-- Begin --
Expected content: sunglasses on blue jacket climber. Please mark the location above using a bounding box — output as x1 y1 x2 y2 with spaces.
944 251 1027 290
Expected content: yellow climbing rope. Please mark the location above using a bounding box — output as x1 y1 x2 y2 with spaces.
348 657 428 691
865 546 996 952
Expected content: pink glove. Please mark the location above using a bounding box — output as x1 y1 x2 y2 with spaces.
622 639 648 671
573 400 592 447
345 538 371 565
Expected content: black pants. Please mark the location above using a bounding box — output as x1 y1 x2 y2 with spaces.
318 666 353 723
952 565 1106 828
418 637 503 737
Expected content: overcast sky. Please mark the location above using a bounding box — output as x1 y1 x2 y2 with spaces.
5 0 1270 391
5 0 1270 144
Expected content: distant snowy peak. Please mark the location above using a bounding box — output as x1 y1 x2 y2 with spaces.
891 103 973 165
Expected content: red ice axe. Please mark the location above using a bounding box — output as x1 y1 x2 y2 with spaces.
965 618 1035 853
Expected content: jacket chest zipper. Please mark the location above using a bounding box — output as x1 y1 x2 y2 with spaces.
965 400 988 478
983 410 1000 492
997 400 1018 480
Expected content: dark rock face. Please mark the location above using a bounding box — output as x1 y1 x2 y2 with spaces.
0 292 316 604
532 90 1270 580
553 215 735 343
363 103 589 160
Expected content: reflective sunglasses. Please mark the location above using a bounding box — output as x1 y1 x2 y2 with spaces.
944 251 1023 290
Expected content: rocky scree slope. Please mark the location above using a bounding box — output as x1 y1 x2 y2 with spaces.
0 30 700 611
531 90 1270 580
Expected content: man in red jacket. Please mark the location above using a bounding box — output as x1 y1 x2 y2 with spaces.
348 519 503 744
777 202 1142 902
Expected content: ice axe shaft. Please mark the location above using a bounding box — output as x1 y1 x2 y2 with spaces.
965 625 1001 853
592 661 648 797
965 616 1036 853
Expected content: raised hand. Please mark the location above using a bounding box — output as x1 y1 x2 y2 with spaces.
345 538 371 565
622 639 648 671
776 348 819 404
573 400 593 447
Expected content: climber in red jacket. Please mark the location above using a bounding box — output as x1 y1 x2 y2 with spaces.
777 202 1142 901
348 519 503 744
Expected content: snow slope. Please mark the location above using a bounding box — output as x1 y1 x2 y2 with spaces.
-- End --
Print every line from the one containing "Expected content: climber" through the last line, both included, without changing a character.

-- Correct output --
Expected content: climber in red jacket. Please mark the location above using a bounding box — output as x1 y1 x2 y2 with spaces.
777 202 1142 901
348 519 503 744
Expected content: snow slope. Please mark the location above using a bounding box — output as x1 y1 x2 y2 with spaces.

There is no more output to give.